[start Working data]

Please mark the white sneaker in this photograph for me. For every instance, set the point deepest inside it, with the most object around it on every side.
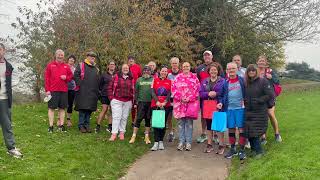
(15, 153)
(155, 147)
(161, 146)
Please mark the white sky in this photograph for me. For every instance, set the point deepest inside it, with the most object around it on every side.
(295, 52)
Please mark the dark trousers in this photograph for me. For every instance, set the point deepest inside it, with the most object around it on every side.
(159, 133)
(84, 118)
(255, 144)
(71, 95)
(5, 122)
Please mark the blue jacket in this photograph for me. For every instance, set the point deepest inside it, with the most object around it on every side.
(223, 97)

[end Working data]

* **Exercise objective**:
Starting with the line that contains "Please mark the dark" and continuing through the end of the material, write those lines out again with "jacket" renamed to "coat" and everything else left unchanged.

* **Solution below**:
Please mark the dark trousers in this photograph for me. For every instance, set the point deepest inside it, with the most object around it on every side.
(159, 133)
(84, 118)
(255, 144)
(71, 95)
(5, 122)
Please mark the blue coat in this photograph for me. For every instance, set the point deepest inside it, with the most object around it on every side.
(223, 97)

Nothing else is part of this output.